━━ Dataset entries ━━

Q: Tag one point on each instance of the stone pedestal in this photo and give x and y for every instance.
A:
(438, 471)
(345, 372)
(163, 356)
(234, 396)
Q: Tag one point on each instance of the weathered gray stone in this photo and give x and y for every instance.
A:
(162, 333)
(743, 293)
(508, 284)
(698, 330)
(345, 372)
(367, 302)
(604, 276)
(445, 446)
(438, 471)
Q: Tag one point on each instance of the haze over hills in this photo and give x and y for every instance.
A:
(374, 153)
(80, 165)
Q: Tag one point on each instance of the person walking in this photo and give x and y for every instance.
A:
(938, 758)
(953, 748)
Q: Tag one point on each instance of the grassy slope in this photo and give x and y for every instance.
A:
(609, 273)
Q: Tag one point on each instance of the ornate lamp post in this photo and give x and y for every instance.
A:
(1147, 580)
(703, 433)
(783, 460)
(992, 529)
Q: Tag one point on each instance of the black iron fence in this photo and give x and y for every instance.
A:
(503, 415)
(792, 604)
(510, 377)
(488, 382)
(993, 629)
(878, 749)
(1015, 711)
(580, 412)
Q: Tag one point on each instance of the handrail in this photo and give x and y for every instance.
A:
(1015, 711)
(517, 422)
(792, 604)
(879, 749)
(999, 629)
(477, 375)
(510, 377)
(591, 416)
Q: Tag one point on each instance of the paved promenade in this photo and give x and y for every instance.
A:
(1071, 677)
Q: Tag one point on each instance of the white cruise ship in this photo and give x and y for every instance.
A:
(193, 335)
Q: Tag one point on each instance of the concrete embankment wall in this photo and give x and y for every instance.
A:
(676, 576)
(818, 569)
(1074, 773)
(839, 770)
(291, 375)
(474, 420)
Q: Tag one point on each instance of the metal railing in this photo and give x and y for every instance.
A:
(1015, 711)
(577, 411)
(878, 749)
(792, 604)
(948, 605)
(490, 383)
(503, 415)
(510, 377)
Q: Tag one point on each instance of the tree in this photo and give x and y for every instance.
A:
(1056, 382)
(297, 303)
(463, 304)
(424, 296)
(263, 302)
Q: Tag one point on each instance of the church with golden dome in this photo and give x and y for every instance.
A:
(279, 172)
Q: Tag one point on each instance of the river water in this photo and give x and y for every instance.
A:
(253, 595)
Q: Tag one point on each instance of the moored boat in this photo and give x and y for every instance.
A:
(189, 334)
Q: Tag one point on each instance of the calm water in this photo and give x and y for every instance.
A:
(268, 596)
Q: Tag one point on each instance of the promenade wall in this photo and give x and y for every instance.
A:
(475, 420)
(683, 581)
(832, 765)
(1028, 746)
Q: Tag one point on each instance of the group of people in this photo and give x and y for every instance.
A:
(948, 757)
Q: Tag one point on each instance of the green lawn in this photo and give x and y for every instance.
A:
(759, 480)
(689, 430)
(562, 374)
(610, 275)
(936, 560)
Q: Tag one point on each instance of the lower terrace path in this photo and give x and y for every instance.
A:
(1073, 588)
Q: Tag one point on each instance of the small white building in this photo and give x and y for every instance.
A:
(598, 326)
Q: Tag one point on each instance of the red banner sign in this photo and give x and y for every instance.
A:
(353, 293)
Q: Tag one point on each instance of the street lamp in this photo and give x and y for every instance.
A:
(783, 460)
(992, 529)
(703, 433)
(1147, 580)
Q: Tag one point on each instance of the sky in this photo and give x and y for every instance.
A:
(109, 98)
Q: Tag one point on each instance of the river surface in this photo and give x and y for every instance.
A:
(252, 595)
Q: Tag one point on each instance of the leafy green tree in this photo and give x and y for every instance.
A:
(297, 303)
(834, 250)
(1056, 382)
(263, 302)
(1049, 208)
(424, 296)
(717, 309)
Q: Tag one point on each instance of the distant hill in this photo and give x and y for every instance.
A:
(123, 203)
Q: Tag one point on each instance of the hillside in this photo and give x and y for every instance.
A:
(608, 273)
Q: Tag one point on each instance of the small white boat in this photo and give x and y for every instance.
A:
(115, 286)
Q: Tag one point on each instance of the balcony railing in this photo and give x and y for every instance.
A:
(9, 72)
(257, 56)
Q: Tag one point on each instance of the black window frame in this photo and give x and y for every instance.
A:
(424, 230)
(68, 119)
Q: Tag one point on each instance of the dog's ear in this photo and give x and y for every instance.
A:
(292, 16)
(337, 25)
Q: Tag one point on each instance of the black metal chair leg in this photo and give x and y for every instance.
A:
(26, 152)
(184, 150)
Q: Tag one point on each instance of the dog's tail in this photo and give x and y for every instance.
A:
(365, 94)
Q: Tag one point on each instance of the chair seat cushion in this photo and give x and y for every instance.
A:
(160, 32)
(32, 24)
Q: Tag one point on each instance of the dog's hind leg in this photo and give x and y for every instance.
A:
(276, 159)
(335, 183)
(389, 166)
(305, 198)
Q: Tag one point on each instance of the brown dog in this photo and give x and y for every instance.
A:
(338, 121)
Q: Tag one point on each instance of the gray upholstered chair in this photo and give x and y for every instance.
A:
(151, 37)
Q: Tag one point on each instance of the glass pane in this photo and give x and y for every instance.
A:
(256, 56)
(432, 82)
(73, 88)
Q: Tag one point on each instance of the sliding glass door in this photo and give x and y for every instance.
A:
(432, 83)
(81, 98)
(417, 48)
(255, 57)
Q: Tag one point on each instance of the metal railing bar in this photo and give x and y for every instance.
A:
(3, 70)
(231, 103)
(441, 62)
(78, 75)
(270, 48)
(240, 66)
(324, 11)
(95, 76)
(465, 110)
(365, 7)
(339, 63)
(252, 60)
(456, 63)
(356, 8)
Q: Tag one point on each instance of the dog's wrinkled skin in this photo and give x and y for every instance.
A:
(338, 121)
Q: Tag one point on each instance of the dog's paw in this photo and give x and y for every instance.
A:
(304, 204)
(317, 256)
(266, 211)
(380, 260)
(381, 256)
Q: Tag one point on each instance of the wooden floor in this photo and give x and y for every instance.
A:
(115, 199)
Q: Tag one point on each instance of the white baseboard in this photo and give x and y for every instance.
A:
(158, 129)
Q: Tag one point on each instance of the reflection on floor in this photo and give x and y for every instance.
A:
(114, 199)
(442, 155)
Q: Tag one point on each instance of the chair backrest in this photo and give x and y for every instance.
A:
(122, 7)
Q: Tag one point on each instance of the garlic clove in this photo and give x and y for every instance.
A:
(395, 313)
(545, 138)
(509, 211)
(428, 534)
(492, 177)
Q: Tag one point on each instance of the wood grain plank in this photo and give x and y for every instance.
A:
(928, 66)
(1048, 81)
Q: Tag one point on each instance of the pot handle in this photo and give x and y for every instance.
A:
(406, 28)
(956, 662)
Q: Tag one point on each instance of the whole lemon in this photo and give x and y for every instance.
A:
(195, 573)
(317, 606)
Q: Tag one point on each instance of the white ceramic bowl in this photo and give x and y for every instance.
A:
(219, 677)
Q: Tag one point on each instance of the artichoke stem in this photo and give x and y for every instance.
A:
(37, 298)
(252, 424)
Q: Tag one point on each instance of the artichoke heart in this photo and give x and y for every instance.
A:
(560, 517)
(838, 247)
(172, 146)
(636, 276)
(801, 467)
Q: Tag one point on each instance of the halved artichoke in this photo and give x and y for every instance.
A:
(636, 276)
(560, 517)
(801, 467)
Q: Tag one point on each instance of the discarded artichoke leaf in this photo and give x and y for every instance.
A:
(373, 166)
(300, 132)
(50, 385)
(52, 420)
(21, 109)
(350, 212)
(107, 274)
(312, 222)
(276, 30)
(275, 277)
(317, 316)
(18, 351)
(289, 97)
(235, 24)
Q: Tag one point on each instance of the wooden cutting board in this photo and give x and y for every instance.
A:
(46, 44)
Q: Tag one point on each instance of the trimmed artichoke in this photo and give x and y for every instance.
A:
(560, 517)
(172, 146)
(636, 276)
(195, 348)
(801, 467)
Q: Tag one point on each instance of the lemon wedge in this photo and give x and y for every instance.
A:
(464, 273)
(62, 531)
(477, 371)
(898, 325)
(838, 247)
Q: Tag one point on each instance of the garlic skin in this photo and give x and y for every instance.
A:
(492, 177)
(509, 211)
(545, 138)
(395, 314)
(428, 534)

━━━

Objective = Copy out word for word the data starting with the line that contains "Q: Tag one point on each instance of the artichoke heart" and going on through the end of the data.

Solution for this task =
Q: Tag one point on each instance of the artichoke heart in this photo and give x and y for every instance.
A:
(560, 517)
(838, 247)
(172, 146)
(636, 276)
(801, 467)
Q: Tag one point on each instance of the halved artichoke in this photo and give x and y for every instance.
A:
(636, 276)
(560, 517)
(801, 467)
Q: Tag one point on each instance of the discarded artichoke leaf in this photo and give x and y for every instance.
A:
(373, 166)
(300, 132)
(50, 385)
(52, 420)
(21, 109)
(350, 212)
(107, 274)
(312, 222)
(276, 30)
(275, 277)
(317, 316)
(18, 351)
(289, 97)
(235, 24)
Q: Tag one point on each instance of the wooden cutting board in this photo and give x and y for every instance.
A:
(46, 44)
Q: Tag one point on each instance of the trimmed artichoke in this photo and give x and y for every instance.
A:
(560, 517)
(172, 146)
(636, 276)
(195, 348)
(801, 467)
Q: Tag one point on each instance of the lemon wedge in this photo and give x and y for every instance.
A:
(464, 273)
(62, 531)
(477, 371)
(898, 325)
(838, 247)
Q: Tag one point on each instance of the garlic skin in this photo and give x and y for every instance.
A:
(492, 177)
(509, 211)
(545, 138)
(395, 314)
(428, 534)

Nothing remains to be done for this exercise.